* [Exercise tasks]
1 > In the stripe rust article, near which town did Gene Milus recently find stripe rust in a field?
2 > Continue the stripe rust article from its final sentence.

━━ Excerpted passage

“We’re seeing a good bit of it here so Arkansas farmers should be on the lookout,” says Steve Harrison, wheat breeder with the Louisiana State University AgCenter. “Stripe rust is still very active down here and will remain that way as long as night temperatures are in the 50’s.”

Harrison isn’t sure how much of Louisiana wheat has been sprayed – but says fungicides have been applied to a substantial portion.

“I’m guessing we’ve got 160,000 to 170,000 acres of wheat in the state. We would have had at least twice as much if it hadn’t been so wet last fall,” says Harrison.

Gene Milus, Extension plant pathologist with the University of Arkansas, says he recently found stripe rust in a field near Kibler (outside Fort Smith). There have been other reports of rust found in southwest Arkansas near Lewisville.

“These discoveries are a little later in the season than in years when stripe rust has been a major problem,” says Milus. “By this time in 2000 and 2002, when we had pretty bad cases of the disease, there was a lot more found. Hopefully that means we’ll only have a mild case this year.”

Arkansas’ wheat is actually looking good says Jeremy Ross, Extension wheat and corn verification coordinator.

“I’ve been really surprised and well pleased at how wheat has turned around in the last month. We’ve been getting reports out of both Louisiana and Texas about stripe rust. With the winds blowing so hard out of those states, it isn’t all that shocking to hear that rust has been found in Arkansas fields,” says Ross.

Harrison says Louisiana farmers are also seeing crown rust and stem rust on oats and leaf rust is beginning to develop.

“At this point, stripe rust is by far the most severe,” says Harrison. “But while stripe rust will have played out in a couple of weeks, leaf rust is still cooking.”

Milus says everyone should keep a sharp eye on wheat crops.

━━━━
━━ Supplied records

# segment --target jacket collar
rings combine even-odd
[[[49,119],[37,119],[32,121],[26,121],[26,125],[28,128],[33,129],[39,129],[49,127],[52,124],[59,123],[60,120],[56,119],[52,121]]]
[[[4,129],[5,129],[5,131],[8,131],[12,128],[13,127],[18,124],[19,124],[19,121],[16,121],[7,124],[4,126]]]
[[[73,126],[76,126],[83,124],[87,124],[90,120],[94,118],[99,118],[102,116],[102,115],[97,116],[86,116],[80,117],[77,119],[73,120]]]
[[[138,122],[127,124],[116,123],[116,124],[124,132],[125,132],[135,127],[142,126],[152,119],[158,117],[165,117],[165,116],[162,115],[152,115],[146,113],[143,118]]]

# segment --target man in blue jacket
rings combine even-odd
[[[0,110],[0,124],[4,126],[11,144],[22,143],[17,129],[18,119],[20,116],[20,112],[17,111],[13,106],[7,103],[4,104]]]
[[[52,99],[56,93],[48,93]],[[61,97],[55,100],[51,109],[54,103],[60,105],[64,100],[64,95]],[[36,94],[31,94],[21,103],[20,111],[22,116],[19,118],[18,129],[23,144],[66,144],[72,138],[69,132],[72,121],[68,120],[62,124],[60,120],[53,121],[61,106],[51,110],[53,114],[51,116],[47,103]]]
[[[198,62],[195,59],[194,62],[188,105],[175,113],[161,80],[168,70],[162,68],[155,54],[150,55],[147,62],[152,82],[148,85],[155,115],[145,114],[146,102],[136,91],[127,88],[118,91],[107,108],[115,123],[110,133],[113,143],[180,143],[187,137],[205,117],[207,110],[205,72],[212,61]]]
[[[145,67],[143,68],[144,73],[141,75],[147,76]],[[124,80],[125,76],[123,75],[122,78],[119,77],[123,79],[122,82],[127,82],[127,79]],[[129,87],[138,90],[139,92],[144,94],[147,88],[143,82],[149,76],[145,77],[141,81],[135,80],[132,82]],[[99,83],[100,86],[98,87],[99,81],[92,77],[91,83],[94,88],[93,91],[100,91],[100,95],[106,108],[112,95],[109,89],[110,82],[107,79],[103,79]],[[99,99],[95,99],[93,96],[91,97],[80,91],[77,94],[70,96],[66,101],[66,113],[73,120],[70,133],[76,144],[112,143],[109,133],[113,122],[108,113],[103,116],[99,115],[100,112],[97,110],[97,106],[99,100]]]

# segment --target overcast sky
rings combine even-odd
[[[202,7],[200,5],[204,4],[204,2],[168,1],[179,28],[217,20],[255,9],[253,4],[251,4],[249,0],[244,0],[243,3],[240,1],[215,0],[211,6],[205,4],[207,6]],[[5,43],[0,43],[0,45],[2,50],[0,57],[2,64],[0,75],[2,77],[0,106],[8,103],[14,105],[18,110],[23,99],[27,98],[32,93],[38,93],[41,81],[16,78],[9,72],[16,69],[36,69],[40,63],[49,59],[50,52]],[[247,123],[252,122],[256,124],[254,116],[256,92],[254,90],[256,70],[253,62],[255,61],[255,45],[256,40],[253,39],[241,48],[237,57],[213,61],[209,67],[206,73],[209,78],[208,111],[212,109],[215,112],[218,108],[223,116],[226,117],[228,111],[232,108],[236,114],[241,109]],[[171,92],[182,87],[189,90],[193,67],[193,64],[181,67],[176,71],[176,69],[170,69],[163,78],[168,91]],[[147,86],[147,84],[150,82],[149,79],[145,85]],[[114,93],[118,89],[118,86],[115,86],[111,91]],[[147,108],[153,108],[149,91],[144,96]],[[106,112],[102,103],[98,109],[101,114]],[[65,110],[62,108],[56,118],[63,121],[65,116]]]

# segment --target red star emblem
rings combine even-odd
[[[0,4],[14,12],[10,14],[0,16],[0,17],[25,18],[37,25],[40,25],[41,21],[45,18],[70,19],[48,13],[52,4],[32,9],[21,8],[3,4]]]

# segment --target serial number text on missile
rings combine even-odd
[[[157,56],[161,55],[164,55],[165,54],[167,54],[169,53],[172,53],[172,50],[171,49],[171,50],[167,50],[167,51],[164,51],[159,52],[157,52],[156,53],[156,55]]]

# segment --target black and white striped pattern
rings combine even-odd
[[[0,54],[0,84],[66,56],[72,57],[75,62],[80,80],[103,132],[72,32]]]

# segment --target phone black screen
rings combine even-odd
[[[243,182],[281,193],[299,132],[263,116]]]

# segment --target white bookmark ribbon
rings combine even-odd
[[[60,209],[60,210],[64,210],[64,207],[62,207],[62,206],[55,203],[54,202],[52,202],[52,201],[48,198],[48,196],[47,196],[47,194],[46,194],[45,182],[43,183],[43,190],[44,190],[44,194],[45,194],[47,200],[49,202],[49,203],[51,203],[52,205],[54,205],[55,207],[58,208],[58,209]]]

━━━━

* [Task results]
1 > Near Kibler, outside Fort Smith.

2 >
“What I suspect is both stripe rust and leaf rust will continue to blow in,” says Milus. “The strength of the wind lately tells me spores are coming. Leaf rust could still become a problem, but it’s probably a bit too late for stripe rust to hurt us badly. That could change if the weather cools off.

“Here’s something worth mentioning: I’m seeing aphids everywhere I look. Barley yellow dwarf – a viral disease vectored by aphids – is showing up. Having so many aphids out probably means reports of barley yellow dwarf sightings will increase.

On the positive side, Milus said, soil-borne viruses would have shown up by now if they were going to be bad. “So it looks like a really mild year for those.”

The Louisiana wheat crop is mostly at average heading, says Harrison.

“But there is a big variation in maturity levels because planting dates were so broad: Baton Rouge wheat is at average heading, Crowley wheat is beyond average heading and Winnsboro wheat is just starting to head.”

“At one point, USDA was projecting Louisiana at 250,000 acres of wheat,” says Ed Twidwell, Extension wheat specialist with the LSU AgCenter. “Not all of that was planted because we were so wet last fall. I’m guessing something like 150,000 acres ended up planted in wheat. What percentage of that goes through to harvest is hard to gauge – we’ve had some abandoned acres.”

Wheat fields should be scouted for signs of rust diseases during April, says Rick Cartwright, Extension plant pathologist with the University of Arkansas. “Fields with yield potential of 50 bushels per acre and better, with active stripe rust in early April would likely benefit from a fungicide application. Cool, moist weather favors stripe rust.”